*ИСХОДНЫЙ ФРАГМЕНТ:*
· · ·

Перечеркнуть прошлое, отставить свои культурные интересы и забросить научную деятельность, как досадную ошибку, я не хотел. Меня не привлекал мираж «перерождения», при котором человек якобы становится «чистым листом» и начинает писать на нем новую жизнь. Скорее, я стараюсь жить в соответствии с иудейскими понятиями и идеалами, продолжая работать в университете, читать книги, ходить в театр и посещать выставки. Но взгляд мой на все это обогащается новыми красками и ассоциациями. Когда в первоначальном религиозном порыве я было перестал читать художественную литературу, то вскоре ощутил, что душа моя стала засыхать. Как заметил мне один мой добрый знакомый, Тора требует от каждого из нас чуткости и уважения к самому себе: как иначе можно исполнять заповедь «возлюби ближнего как самого себя»[46]?
При всей его новизне, я чувствую, что мир Торы и заповедей был моим всегда. Удивляюсь, что могу дословно цитировать стихи из Пятикнижия, слова молитв и другие иудейские тексты, тогда как в начальной школе я не мог запомнить даже простого четверостишия. В одном мидраше я нашел несколько мистическое объяснение этой особенности памяти.
Согласно этой легенде за зачатием и развитием плода следит ангел, точнее ангел женского рода по имени Лайла, «ночь». Пока ребенок находится в утробе матери, ангел объясняет ему мир и учит его Торе. Но в момент рождения, ангел ударяет ребенка по верхней губе, и он внезапно забывает все, чему его учили. Согласно этому источнику мы все храним физический след этого действия: ямку на верхней губе. По теории Юнга эти знания остаются в коллективном бессознательном[47]. Суфии называют это явление словом «дикр», память. Человек восстанавливает в себе следы вечных истин, а не создает их из ничего. Таким образом, изучение Торы опирается на «забытое» знание и представляется возвращением к нему, будь то заслуга изучения Торы поколениями предков или действия ангела Лайлы.
Не воспринимая эту притчу буквально, полагаю, что она проливает свет на чувство старого знакомства с Торой, которое подчеркивает самоценность ее изучения и применения в жизни. Это чувство укрепило мою решимость следовать заповедям, чему способствовала своим путем пришедшая к этому осознанию Эстела, с которой мы прожили более тридцати лет и приложили немало усилий, чтобы создать верную традиции семью.
Благодаря раввину Хаусману я познакомился с молодыми людьми, учеными и соцработниками, кинематографистами и преподавателями, которые соблюдали иудейские обряды и строили свою жизнь в соответствии с еврейским календарем. Так я оказался за субботним столом в домах, где знакомые мне лишь из иудейских книг правила превращались в яркую и живую реальность. Постепенно, пробуя воду, а не бросившись в нее разом, я начал соблюдать заповеди и регулярно изучать Тору.
Примерно в то же время я познакомился с университетским коллегой Жаном Уэллеттом, который пригласил меня на занятия языком. Бывший иезуит и выпускник реформистского университета иудаизма (Hebrew Union College) в Цинциннати, он преподавал язык Торы, а не разговорный иврит Израиля. На его занятиях, где нас было всего пять человек, я научился читать в оригинале иудейскую классику и понимать слова молитвы.

· · ·

Строки данных
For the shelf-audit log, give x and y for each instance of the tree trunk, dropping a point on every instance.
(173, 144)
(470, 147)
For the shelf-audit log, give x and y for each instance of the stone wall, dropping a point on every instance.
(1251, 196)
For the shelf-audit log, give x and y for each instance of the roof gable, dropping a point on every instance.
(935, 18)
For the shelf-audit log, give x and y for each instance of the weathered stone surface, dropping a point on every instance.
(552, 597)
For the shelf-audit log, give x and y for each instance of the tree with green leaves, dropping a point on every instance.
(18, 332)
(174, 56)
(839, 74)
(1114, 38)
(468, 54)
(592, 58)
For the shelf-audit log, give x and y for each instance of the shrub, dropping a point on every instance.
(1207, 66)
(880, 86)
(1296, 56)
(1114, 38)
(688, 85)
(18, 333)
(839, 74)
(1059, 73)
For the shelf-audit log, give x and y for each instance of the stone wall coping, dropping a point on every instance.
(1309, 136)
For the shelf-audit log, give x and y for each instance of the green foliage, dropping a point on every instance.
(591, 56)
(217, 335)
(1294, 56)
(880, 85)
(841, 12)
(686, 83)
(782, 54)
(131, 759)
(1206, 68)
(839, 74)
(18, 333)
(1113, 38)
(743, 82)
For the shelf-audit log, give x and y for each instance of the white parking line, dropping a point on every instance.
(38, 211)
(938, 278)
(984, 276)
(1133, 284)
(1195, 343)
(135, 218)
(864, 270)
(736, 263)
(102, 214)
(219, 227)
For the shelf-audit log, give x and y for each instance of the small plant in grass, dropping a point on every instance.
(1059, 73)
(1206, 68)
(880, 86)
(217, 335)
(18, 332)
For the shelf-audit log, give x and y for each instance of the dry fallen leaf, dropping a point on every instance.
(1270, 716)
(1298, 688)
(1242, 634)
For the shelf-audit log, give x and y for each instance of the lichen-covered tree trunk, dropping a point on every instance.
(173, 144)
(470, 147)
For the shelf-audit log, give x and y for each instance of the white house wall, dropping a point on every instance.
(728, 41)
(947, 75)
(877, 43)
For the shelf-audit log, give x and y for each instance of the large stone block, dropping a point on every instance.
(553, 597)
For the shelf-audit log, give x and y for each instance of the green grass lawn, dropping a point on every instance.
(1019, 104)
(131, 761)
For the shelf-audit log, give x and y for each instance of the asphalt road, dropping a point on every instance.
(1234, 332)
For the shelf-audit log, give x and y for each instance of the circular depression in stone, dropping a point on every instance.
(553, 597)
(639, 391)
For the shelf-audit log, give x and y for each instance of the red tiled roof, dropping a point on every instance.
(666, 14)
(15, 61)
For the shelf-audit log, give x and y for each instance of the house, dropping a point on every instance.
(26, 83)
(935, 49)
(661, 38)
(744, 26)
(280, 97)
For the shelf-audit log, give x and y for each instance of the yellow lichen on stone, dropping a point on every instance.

· · ·

*ЗАДАЧИ:*
#1 Как в отрывке о пути к соблюдению заповедей зовут ангела, который, согласно мидрашу, учит ребенка Торе в утробе матери?
#2 Продолжите отрывок о пути к соблюдению заповедей, начав сразу после его последнего предложения.

*ОТВЕТЫ ПО ЗАДАНИЯМ:*
#1 Ангела зовут Лайла, что означает «ночь».

#2
Однако я был обескуражен, когда, зайдя на службу в синагогу, расположенную неподалеку от университета, с большим трудом разобрал из молитвы всего несколько слов. Гораздо позже я время от времени посещал эту синагогу, но приобретя некоторый опыт, уже вполне мог следить за ходом службы. Здесь следовали обряду и произношению венгерских хасидов. Вероятно, именно так столетием раньше молился автор сборника законов и обычаев, который едва не преградил мне путь к иудаизму. Он был родом из венгерского города Унгвар (Ужгород).
Но в самом начале своего пути я не ведал об этих фонетических различиях. «Чему ты меня научил?» – спросил я Жана через несколько дней после моего первого и обескураживающего посещения этой синагоги. В ответ он просто посоветовал мне пойти на марокканскую службу, где произношение ближе к тому, которое Жан использовал на своих занятиях. Так я познакомился с совсем другим еврейским миром, который в большой степени стал моим.
У марокканских евреев я нашел теплое гостеприимство, а на мои неуклюжести и промахи, неизбежные для всякого неофита, они не обращали ни малейшего внимания. Эти выходцы из Касабланки и Марракеша давали мне ощущение, что я свой не только во время ежедневных служб и занятий по иудаизму, но и у них дома на празднованиях Шаббата. Так еврейская жизнь приобретала для меня сефардские черты, мелодии и вкус. Но однажды, занимаясь в преддверии Песаха законами его соблюдения, я узнал о существенных различиях между сефардскими и ашкеназскими обычаями. Возник вопрос: будучи ашкеназом по происхождению, обязан ли я следовать обычаям своих предков?
За ответом я обратился к раввину, который был знаком как с ашкеназским, так и с сефардским миром[48]. Спросив меня о семейной традиции и узнав, что она мне неизвестна, он предоставил мне свободу выбора, предупредив при этом, что свободой этой я смогу воспользоваться только один раз. Что бы я ни решил, я буду должен следовать выбранному мною обычаю. Так я «стал сефардом».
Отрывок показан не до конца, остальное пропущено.